- [DATA FOR THIS EXERCISE]
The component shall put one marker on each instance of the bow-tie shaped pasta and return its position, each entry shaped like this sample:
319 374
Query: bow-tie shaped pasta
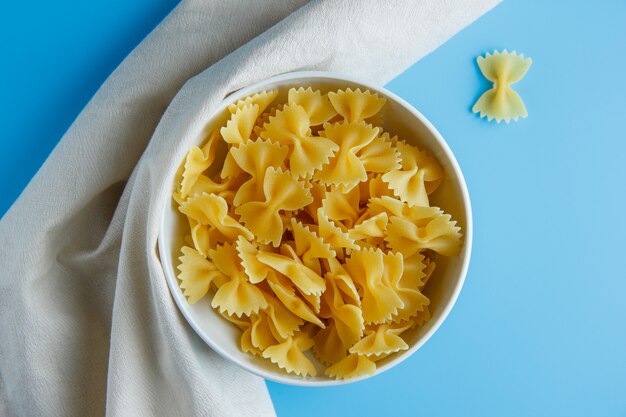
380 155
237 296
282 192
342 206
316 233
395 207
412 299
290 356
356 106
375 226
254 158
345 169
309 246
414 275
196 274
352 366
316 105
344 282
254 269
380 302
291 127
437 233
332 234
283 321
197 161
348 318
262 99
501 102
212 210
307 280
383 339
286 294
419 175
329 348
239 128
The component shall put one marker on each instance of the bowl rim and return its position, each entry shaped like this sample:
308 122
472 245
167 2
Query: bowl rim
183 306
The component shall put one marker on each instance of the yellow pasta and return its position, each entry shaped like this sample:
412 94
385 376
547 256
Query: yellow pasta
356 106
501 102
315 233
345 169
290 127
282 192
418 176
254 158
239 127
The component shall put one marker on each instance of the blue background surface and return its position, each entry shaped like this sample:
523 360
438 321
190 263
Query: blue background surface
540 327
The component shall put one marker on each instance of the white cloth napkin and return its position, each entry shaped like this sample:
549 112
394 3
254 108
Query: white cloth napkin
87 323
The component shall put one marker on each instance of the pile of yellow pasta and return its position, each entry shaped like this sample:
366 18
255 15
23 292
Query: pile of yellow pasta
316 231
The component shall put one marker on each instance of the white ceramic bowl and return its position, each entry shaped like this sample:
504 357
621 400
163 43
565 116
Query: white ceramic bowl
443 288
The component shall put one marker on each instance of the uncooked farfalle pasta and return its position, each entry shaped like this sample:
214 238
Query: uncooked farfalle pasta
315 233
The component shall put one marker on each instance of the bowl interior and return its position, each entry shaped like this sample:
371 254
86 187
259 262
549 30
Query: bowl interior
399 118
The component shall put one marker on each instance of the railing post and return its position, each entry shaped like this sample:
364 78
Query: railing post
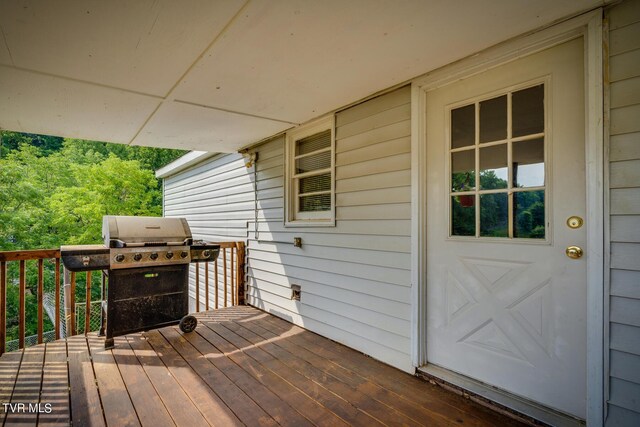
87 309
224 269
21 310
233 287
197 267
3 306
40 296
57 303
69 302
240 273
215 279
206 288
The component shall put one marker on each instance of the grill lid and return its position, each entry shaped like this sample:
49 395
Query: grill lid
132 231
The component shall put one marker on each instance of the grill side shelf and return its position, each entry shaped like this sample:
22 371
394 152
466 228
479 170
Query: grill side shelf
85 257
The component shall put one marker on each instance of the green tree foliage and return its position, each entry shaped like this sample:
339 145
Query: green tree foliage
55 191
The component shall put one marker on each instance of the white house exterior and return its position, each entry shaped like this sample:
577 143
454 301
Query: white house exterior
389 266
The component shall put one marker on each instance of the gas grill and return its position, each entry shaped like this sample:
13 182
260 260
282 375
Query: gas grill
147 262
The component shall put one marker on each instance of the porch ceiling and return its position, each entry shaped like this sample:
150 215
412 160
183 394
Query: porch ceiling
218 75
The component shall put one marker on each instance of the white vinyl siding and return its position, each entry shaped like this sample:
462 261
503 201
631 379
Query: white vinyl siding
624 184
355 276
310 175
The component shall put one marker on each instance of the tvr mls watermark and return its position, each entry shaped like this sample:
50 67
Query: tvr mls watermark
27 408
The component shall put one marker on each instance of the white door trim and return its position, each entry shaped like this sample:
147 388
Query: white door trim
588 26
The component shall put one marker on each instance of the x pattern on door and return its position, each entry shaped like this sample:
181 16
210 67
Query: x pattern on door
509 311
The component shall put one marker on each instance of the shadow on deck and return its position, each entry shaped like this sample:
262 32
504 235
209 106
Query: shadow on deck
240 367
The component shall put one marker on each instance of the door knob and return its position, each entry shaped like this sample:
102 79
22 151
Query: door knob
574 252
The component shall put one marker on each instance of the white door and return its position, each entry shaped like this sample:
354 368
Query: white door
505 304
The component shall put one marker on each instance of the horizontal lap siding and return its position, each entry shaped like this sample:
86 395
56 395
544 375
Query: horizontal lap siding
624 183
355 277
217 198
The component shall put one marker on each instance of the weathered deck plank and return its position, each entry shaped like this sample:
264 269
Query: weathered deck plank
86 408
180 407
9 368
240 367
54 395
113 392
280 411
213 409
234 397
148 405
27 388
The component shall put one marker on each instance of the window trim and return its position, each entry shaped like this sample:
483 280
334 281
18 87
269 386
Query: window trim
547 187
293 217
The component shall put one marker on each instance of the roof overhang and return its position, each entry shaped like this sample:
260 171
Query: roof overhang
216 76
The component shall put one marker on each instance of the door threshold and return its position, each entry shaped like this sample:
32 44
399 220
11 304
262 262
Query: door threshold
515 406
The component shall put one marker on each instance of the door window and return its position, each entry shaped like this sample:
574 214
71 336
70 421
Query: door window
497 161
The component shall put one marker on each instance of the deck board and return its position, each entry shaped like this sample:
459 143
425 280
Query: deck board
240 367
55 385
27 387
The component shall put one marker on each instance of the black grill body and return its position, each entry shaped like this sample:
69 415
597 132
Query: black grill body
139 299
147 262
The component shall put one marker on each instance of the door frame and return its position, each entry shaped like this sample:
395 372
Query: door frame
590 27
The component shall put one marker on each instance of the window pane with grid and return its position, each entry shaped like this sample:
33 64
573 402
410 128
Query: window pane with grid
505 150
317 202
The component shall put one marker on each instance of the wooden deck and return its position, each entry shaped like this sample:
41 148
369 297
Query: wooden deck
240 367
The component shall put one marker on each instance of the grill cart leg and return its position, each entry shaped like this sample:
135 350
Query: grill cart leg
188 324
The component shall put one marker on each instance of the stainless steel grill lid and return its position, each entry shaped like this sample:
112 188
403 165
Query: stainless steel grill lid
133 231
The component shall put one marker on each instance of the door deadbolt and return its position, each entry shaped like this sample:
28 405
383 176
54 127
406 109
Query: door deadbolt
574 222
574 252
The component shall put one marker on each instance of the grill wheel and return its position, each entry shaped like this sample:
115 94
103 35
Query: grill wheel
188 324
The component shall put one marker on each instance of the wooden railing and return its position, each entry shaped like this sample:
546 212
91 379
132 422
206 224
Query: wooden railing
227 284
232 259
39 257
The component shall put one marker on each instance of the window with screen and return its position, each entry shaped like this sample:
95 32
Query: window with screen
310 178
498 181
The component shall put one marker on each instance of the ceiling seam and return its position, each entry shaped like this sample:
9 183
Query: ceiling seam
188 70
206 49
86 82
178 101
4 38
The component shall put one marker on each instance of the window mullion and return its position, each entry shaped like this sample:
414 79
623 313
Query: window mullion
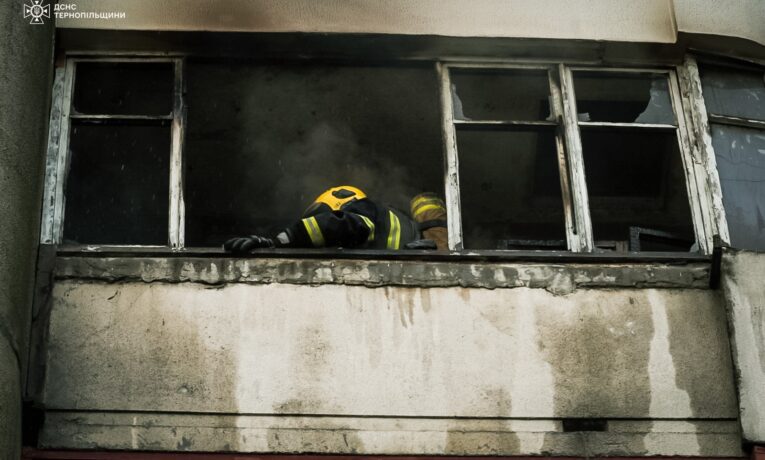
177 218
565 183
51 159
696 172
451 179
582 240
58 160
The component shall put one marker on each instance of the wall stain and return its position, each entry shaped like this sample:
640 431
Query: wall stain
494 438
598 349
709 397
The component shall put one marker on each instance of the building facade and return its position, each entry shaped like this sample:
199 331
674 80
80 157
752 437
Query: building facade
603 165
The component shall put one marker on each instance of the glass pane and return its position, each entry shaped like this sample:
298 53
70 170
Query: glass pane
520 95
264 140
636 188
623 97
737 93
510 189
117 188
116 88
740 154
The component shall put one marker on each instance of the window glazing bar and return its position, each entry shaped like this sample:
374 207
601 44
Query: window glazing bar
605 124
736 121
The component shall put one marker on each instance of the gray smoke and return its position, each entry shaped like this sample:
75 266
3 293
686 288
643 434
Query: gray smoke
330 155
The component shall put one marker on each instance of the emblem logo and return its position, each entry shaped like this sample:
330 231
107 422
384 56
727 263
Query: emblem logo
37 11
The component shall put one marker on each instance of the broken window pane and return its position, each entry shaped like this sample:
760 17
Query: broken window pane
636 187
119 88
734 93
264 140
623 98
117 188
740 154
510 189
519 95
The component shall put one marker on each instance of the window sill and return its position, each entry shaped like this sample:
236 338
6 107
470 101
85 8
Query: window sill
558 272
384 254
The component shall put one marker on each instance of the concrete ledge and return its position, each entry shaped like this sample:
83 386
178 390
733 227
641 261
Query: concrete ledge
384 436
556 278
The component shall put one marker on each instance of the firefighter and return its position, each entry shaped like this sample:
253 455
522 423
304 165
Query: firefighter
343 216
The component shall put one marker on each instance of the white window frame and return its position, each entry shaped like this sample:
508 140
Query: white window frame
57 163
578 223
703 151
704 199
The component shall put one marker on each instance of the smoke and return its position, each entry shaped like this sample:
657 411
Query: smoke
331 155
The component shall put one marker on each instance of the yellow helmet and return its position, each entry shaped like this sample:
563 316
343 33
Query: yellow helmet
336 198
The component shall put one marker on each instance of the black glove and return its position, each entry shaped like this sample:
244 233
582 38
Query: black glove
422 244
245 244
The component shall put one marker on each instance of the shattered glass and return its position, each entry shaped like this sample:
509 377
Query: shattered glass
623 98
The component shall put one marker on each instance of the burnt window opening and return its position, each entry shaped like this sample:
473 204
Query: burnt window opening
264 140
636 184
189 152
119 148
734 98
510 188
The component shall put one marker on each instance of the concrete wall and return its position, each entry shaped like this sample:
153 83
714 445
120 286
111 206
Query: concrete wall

- [WRITTEN EXERCISE] Starting with the line that contains "of the shattered", repeat each line through the last one exactly as it appears. Include both ends and nothing more.

- [RESPONSE]
The component shall put one marker on each instance of the shattered glass and return its position, each entry shaped like this sample:
509 377
Query: shattered glass
623 98
The component shall put one marker on each instance of the burnt window opening and return its position, each entry shaped like this sample:
473 204
Query: burnt window opening
264 140
636 184
189 152
119 148
734 98
510 188
The component shall put one marker on each instance of the concrete wall and return its position, each entry shaped like this sample:
153 83
714 445
120 286
111 206
Query: concrete wall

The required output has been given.